- [Image boundary labeling lines]:
'''

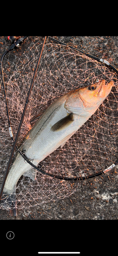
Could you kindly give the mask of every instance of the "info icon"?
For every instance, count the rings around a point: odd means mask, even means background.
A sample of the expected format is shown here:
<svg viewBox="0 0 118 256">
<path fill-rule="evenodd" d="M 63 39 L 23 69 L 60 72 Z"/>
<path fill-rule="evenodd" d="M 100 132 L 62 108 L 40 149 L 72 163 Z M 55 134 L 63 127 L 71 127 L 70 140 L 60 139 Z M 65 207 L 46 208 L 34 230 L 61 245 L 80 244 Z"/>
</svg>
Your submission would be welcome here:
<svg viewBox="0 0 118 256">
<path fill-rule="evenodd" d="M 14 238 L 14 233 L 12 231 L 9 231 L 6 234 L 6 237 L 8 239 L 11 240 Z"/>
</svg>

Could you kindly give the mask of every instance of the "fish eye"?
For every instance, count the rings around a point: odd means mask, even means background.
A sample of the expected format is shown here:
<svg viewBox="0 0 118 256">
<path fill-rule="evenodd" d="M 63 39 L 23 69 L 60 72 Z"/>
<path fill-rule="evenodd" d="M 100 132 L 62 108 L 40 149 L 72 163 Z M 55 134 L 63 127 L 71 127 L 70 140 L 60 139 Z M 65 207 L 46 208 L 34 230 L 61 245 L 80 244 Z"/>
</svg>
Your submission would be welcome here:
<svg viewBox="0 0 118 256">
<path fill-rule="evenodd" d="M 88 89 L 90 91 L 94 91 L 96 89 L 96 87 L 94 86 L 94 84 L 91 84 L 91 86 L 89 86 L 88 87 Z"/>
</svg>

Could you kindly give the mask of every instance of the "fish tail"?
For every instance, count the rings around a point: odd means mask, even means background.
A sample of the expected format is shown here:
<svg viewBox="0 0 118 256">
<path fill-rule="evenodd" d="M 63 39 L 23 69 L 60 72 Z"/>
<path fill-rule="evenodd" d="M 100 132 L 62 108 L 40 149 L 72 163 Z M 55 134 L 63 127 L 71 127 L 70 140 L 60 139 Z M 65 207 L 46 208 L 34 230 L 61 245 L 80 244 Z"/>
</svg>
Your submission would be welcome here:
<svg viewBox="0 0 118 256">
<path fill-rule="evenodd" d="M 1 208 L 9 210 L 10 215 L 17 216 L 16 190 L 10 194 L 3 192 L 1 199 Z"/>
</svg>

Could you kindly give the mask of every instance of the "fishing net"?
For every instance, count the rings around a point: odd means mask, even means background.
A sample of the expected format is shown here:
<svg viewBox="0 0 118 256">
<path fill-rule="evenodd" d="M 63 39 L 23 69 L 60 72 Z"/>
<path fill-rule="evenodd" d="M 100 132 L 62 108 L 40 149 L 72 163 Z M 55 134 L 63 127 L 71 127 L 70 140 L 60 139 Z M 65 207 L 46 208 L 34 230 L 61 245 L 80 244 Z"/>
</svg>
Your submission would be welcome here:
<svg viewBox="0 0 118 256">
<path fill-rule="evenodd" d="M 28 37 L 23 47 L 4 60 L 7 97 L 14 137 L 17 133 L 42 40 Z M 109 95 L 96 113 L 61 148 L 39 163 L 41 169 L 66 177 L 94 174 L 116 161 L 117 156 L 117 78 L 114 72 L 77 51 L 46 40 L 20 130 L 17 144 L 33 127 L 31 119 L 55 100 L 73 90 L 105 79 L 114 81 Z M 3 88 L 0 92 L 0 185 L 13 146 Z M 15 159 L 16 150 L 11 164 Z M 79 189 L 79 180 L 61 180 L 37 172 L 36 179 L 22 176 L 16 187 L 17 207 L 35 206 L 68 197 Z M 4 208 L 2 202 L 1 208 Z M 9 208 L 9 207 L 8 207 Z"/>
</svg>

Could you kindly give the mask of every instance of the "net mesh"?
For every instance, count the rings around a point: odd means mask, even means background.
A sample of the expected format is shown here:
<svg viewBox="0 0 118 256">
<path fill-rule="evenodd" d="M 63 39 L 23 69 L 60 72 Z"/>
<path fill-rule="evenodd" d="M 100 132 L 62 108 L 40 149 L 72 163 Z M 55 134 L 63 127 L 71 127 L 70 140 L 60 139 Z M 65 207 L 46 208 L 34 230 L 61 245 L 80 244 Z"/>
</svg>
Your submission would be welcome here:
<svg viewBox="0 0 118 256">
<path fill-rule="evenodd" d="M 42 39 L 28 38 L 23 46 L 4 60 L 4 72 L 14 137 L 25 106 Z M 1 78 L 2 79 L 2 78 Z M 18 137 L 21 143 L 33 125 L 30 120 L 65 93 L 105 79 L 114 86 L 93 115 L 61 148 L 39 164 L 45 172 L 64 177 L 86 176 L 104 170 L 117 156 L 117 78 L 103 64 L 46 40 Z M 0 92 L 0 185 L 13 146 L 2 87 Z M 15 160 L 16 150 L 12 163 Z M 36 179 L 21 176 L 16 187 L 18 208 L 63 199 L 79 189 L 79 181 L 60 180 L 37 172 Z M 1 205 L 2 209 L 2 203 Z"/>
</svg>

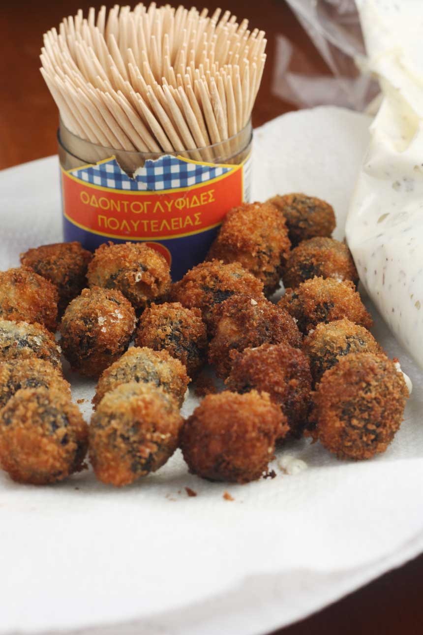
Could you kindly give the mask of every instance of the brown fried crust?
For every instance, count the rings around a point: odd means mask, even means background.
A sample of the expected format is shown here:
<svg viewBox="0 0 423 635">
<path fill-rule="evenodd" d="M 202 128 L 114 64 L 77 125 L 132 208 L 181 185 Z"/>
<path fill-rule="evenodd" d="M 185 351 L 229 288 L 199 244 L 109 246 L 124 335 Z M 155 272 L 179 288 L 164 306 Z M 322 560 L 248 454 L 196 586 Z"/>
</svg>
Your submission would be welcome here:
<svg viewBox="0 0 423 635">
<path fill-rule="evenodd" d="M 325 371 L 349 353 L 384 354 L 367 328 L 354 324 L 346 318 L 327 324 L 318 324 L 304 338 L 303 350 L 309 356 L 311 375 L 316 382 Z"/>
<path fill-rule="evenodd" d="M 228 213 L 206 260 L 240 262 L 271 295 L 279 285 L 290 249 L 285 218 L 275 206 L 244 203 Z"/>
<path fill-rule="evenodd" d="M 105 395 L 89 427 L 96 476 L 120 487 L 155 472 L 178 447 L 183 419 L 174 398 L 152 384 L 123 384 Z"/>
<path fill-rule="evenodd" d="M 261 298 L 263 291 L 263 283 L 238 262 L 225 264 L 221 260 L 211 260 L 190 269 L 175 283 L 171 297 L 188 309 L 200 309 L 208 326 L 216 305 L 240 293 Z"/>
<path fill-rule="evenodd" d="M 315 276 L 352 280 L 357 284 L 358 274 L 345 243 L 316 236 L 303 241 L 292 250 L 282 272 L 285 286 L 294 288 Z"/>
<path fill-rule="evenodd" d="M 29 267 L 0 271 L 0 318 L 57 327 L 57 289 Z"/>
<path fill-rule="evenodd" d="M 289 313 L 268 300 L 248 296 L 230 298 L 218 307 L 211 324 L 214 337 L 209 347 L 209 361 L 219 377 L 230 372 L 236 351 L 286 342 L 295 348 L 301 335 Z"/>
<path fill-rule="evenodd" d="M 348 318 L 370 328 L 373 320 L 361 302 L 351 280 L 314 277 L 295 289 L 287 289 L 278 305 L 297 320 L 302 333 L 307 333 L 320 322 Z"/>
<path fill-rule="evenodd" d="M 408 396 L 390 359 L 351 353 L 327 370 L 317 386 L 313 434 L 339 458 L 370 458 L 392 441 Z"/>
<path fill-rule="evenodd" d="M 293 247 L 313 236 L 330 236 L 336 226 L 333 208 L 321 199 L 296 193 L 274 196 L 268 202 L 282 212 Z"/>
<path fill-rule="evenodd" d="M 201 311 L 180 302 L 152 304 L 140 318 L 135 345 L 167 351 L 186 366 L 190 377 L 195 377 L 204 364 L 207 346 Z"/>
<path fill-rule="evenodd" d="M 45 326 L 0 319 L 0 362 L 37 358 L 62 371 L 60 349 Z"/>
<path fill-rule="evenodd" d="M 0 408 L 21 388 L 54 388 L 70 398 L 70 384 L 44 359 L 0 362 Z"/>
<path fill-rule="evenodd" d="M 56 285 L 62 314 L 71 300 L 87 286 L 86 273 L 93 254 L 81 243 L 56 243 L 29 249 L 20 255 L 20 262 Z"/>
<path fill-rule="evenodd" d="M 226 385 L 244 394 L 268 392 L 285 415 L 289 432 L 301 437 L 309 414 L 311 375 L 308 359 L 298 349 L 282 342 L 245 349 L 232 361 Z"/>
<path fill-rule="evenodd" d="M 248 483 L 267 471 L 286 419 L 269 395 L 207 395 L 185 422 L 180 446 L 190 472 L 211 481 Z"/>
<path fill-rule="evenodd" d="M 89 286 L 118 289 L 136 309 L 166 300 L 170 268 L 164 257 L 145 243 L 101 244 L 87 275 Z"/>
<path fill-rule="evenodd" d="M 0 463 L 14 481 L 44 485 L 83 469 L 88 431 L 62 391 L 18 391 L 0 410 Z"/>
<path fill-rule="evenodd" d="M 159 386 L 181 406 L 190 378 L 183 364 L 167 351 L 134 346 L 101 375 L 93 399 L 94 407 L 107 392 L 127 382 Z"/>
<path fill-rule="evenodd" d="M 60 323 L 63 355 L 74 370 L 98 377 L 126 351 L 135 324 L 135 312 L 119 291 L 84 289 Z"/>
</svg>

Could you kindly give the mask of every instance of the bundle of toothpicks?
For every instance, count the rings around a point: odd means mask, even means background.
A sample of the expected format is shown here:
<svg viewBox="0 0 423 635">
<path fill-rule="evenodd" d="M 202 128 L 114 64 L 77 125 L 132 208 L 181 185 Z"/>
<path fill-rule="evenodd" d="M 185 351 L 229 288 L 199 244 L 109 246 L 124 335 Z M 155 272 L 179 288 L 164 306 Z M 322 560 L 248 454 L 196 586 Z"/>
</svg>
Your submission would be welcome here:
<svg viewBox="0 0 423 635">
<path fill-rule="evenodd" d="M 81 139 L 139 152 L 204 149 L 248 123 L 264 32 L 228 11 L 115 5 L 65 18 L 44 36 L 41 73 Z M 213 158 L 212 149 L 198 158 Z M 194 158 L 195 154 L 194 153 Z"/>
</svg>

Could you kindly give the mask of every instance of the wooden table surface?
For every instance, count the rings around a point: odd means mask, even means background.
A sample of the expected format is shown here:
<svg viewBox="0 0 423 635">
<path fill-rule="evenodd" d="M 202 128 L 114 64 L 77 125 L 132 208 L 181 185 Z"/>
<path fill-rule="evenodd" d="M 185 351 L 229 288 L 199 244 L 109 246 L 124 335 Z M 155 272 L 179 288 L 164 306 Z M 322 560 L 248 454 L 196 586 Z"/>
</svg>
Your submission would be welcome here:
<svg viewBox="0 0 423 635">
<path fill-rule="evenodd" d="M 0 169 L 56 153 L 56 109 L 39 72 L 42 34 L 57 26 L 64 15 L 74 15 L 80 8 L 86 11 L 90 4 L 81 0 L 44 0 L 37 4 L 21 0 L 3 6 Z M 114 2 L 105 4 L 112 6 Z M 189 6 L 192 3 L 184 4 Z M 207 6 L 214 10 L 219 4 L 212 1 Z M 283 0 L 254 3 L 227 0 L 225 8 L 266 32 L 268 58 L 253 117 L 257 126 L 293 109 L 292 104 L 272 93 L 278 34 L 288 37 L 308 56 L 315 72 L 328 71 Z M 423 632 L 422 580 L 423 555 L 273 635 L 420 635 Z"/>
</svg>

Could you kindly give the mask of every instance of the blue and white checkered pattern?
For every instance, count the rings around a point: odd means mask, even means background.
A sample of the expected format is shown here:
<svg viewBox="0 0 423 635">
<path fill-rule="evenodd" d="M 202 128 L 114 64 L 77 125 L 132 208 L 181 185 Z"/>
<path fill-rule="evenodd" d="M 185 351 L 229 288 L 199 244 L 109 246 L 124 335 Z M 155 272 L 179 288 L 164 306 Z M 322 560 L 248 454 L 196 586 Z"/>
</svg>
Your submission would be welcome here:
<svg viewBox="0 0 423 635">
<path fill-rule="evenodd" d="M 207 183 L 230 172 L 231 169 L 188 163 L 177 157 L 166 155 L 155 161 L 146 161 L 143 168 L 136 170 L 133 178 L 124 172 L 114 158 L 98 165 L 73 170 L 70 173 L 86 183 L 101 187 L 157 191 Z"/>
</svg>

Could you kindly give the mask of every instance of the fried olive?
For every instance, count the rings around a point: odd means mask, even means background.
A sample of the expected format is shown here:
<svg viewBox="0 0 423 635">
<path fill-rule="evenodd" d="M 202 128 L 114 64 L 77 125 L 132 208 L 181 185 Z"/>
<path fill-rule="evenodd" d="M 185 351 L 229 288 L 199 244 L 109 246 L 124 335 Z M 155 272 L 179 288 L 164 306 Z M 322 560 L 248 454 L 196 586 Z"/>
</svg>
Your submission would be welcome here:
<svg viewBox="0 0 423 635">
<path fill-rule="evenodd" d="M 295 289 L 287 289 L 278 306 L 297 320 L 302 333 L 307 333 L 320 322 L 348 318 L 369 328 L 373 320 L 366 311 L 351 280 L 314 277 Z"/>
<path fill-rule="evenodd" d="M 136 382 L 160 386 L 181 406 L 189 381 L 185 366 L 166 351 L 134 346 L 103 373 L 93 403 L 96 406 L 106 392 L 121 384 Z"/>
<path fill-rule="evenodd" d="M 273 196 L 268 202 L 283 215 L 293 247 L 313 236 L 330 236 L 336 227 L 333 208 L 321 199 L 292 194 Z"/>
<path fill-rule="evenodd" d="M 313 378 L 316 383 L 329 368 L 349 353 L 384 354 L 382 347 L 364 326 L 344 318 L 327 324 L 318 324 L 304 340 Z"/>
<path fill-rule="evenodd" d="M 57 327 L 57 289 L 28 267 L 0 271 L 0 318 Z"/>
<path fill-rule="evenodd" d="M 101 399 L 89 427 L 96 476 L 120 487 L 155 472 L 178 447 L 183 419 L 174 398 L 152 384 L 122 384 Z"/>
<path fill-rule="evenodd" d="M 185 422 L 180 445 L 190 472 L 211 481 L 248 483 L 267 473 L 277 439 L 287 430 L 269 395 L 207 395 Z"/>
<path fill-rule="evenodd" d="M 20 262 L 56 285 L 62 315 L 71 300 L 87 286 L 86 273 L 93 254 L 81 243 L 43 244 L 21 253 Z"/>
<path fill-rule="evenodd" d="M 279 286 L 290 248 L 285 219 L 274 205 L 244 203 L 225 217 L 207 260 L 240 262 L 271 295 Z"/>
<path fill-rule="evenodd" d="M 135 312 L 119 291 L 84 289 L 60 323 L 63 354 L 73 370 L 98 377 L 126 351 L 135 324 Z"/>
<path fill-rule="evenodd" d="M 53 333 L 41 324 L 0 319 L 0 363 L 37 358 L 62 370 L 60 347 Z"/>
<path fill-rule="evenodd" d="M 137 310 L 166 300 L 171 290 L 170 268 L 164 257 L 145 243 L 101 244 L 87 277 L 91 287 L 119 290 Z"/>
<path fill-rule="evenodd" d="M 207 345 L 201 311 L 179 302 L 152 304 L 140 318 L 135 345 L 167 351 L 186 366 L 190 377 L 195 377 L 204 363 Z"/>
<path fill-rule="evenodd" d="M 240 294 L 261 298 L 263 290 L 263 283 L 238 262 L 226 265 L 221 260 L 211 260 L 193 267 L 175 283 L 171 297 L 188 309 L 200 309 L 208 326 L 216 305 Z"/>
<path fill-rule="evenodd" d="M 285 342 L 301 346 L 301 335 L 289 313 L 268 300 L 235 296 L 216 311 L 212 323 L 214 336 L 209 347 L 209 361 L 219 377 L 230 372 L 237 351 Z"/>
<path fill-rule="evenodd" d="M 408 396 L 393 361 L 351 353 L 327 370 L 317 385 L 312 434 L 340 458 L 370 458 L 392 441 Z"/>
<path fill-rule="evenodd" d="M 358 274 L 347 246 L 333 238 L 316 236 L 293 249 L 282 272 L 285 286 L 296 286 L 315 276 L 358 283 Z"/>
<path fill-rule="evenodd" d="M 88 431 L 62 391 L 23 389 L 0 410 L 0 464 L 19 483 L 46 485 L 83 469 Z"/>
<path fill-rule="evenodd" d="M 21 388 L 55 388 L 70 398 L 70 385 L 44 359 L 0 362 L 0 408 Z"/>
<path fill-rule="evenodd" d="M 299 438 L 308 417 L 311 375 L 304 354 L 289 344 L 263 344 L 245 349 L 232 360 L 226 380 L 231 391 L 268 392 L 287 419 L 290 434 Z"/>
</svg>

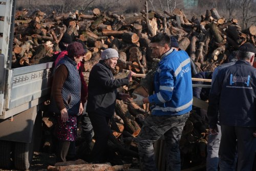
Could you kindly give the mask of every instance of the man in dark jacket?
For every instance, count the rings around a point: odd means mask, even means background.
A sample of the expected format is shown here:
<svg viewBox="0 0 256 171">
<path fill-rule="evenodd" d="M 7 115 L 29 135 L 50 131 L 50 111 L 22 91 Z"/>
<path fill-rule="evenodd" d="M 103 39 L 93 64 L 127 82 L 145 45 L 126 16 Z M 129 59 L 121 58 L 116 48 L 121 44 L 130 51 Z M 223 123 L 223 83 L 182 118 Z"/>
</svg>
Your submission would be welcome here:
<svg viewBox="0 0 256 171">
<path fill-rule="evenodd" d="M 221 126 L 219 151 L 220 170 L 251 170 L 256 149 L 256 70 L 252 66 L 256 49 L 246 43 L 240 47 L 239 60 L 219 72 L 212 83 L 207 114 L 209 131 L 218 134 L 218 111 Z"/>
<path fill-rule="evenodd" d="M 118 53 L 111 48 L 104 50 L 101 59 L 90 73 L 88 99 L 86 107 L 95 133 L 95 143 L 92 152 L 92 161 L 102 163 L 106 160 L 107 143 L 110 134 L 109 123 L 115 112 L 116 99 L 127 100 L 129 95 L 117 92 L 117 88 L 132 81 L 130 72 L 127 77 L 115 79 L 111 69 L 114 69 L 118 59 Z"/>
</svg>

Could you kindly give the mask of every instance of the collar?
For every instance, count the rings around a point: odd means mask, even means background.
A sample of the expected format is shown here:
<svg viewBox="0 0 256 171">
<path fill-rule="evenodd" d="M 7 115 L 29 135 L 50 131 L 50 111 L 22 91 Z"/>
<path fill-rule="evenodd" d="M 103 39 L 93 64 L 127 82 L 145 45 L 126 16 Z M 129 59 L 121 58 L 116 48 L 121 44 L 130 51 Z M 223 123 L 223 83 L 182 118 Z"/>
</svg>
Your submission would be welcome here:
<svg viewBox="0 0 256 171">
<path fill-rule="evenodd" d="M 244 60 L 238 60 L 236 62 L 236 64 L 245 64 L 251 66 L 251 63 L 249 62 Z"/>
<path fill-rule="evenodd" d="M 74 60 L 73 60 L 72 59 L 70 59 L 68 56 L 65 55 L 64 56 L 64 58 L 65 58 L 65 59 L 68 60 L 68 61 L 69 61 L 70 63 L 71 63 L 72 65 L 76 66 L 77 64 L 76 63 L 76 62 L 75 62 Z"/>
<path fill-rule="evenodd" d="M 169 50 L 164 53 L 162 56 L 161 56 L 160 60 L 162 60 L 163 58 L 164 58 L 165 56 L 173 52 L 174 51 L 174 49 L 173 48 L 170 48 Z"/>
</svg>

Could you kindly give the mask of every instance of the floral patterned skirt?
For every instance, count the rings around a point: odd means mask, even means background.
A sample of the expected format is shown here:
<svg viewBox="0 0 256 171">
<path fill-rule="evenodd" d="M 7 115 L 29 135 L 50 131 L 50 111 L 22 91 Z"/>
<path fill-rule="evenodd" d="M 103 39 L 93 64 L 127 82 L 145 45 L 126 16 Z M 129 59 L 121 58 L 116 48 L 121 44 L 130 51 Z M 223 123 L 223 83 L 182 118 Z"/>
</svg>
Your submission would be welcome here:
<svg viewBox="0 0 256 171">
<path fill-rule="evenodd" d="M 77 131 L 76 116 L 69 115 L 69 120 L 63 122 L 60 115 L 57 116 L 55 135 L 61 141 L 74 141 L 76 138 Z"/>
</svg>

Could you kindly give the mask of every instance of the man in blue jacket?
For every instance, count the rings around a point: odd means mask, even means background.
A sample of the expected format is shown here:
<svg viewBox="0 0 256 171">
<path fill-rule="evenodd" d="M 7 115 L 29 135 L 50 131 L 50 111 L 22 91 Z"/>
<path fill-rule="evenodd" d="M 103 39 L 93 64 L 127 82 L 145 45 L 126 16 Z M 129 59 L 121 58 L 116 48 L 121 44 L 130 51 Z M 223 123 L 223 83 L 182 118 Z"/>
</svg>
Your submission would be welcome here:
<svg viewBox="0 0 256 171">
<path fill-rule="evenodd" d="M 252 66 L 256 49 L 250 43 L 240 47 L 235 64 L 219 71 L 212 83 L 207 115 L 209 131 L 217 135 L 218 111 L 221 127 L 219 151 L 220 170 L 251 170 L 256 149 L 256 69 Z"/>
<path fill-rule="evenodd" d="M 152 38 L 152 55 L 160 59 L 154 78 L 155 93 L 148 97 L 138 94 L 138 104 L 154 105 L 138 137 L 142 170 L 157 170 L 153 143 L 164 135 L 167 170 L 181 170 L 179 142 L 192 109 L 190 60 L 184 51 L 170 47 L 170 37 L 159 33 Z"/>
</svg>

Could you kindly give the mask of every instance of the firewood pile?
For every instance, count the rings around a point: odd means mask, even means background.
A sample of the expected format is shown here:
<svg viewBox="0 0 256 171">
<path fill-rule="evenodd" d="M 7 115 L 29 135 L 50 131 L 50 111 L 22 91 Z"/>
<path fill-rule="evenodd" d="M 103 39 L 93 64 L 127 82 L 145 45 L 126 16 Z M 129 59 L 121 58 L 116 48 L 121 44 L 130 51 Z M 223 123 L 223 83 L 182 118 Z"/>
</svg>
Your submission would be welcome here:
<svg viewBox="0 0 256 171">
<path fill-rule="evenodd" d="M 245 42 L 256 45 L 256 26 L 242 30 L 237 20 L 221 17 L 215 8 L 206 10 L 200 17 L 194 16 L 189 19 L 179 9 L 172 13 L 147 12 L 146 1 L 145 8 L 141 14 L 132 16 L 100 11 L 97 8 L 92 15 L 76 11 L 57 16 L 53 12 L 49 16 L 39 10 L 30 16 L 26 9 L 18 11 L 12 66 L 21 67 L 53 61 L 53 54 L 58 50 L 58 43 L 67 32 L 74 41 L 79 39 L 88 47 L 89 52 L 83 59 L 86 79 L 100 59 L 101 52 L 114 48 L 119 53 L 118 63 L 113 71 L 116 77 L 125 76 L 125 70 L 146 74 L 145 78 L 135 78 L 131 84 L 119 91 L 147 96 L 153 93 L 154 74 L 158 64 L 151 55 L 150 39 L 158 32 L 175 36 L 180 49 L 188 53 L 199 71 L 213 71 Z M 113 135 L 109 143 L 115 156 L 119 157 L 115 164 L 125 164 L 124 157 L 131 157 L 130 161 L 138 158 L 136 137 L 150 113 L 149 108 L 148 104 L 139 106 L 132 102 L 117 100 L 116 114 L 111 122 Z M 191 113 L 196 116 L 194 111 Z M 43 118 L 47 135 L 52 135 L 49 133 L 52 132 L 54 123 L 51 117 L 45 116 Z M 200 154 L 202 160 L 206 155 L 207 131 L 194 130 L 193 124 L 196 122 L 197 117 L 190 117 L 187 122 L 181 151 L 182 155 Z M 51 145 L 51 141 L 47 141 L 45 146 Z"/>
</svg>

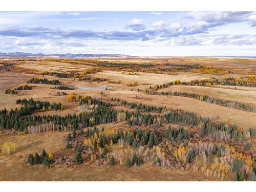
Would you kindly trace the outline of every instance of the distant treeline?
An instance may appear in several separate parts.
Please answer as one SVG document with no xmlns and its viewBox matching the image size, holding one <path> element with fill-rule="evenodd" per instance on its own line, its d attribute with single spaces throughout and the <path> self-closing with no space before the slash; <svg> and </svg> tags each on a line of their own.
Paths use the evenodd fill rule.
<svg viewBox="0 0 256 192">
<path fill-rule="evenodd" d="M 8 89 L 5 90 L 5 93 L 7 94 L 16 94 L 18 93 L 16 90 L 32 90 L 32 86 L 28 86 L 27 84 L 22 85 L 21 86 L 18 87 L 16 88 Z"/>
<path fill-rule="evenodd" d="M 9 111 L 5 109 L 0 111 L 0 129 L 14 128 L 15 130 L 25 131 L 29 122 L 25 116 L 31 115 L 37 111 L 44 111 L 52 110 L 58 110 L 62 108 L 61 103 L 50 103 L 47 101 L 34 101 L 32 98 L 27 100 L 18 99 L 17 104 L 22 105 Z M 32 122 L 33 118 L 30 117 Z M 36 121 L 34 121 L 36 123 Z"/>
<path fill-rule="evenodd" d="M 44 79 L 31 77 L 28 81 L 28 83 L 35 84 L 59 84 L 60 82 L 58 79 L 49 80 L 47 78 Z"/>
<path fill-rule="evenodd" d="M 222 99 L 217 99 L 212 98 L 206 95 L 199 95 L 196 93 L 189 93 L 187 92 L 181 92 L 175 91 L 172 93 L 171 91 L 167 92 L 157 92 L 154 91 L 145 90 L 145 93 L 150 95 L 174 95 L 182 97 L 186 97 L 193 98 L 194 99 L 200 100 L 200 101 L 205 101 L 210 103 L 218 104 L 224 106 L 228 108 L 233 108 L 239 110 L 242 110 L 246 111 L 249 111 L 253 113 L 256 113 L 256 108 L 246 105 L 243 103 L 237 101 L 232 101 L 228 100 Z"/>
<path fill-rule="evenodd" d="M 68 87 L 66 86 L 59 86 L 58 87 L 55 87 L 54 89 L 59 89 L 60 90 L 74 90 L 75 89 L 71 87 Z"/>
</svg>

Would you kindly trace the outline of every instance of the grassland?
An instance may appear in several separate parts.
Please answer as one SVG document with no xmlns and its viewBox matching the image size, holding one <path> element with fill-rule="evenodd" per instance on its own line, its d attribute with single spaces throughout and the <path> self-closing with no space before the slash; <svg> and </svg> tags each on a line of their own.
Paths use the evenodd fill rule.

'''

- [Job]:
Reproduce verbatim the lines from the start of the records through the line containing "14 238 L 14", including both ends, and leave out the pictures.

- [Output for this exercise]:
Could you kindly give the mask of every instance of the "info icon"?
For every instance, count the rings around a point: odd means mask, even means background.
A sample of the expected format is shown here:
<svg viewBox="0 0 118 256">
<path fill-rule="evenodd" d="M 63 39 L 23 69 L 60 72 Z"/>
<path fill-rule="evenodd" d="M 100 132 L 62 108 L 40 149 L 72 163 Z M 55 134 L 63 127 L 71 127 L 70 140 L 60 139 Z M 65 207 L 46 208 L 34 230 L 61 245 L 80 244 Z"/>
</svg>
Your submission would be welcome here:
<svg viewBox="0 0 118 256">
<path fill-rule="evenodd" d="M 14 238 L 14 233 L 12 231 L 9 231 L 6 234 L 6 237 L 8 239 L 11 240 Z"/>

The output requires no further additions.